Required work - Copy each entry as written.

---------- Data shown ----------

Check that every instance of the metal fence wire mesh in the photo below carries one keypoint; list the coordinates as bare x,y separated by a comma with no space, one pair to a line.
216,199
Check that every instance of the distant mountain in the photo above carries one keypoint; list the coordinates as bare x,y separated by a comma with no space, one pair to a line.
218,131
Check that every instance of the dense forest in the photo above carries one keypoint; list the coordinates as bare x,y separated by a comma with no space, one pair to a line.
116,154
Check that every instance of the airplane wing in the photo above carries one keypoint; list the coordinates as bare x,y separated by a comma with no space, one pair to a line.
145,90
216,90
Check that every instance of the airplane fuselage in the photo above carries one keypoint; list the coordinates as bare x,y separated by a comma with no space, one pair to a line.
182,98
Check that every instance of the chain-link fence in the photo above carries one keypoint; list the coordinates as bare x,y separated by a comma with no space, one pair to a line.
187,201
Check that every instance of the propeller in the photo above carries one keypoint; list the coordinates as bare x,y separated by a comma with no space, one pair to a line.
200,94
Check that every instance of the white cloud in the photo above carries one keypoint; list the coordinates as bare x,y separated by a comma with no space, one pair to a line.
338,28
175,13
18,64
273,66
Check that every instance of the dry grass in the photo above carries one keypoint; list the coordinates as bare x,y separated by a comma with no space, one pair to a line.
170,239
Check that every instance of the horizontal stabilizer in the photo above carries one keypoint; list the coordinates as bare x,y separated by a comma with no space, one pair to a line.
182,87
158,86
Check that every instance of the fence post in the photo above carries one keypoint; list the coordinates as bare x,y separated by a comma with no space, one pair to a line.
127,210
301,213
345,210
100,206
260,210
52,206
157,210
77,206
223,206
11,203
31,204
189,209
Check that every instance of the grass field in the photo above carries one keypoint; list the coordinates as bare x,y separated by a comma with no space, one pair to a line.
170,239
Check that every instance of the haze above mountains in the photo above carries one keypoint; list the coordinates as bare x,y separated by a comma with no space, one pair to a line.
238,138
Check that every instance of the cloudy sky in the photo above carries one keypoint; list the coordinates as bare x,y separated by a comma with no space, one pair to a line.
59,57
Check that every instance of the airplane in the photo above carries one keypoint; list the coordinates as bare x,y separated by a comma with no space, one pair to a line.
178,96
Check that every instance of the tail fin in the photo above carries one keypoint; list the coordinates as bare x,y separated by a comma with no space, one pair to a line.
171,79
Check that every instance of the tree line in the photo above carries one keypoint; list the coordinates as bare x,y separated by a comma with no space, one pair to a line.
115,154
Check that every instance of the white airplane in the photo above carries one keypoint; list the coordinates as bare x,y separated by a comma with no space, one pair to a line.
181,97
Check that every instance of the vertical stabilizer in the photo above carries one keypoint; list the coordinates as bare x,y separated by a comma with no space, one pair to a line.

----------

Exercise response -
Check that every instance of the metal fence wire mesh in the photo below carries one keypoint; list the coordinates as bare x,y separated by a comma with no space, one pair to a line.
216,199
Check that every instance of the distant mountain in the photo above carries one keypoint; list the coordinates as bare x,y separated by a comma with no space, one pair to a line.
218,131
Check that every instance of the dense forest in the photo above carries one keypoint; list the coordinates as bare x,y separated by a comma with no space, one pair to a line.
116,154
Check that every instance of the airplane wing in the photo above carries one keypoint; list the coordinates as bare x,y separated by a comma with no space, one pair to a line.
145,90
216,90
Check that every instance of the airplane fuselage in the photo above carries one keypoint; list the coordinates as bare x,y separated by a comma with no space, one pair to a line.
182,98
Check that every instance of the chain-link fence in the photo above carries one keypoint; list the coordinates as bare x,y separated by a comma with no space, one pair to a line.
187,201
Check that every instance of the propeller in the photo above carries one keypoint; list the coordinates as bare x,y separated by a comma with no space, one pair to a line.
200,94
Check that every instance of the white cloud in the photo above carries one keypoint; list the coordinates as bare x,y separated by a comma with no space, one pair to a line.
338,28
175,13
18,64
273,66
Check that every instance of the dry grass in the photo above carries one keypoint; list the coordinates as bare x,y separated by a comma with no space, one pair to a line.
170,239
Check that every instance of the horizontal stabilizer in the photo above carries one keypoint; list the coordinates as bare x,y separated by a comma with no space, one pair to a line.
182,87
158,86
Check that every instance of the fence post in the photo above carries one keypoint; list the coordinates as bare x,y separated by a comma with no space, one pair to a line.
127,210
301,213
345,210
100,206
260,210
52,206
157,210
77,206
223,206
11,203
31,204
189,209
Check that every instance of the grass field in the photo above carries one keypoint; list the coordinates as bare x,y separated by a comma with no space, one pair to a line.
170,239
Check that every instance of the haze above mountains in the photo above carries one keypoint; list the coordinates as bare x,y separated by a comma with no space, one pair to a line.
238,138
Check that every instance of the cloudy sky in the photo above carries one keypoint; list the coordinates as bare x,y separated by a comma with no space, one pair to a line.
59,57
Check that every instance of the airplane in the photo above carries one keypoint; list the coordinates as bare x,y separated by a comma with no space, one pair to a line.
178,96
Check that every instance of the tail fin in the photo above carries one keypoint; list the coordinates as bare x,y separated by a comma with no space, one pair to a line.
171,79
Check that every instance of the tree line in the photo above carries one keypoint; list the coordinates as bare x,y separated by a comma with no space, one pair to a line.
115,154
Check that every instance of the white airplane in the photo above carries one keypoint; list the coordinates as bare x,y separated by a comma with no space, one pair to a line.
181,97
Check that every instance of the vertical stabilizer in the photo above carries one keypoint; list the coordinates as bare x,y separated by a comma with no space, one pair to a line.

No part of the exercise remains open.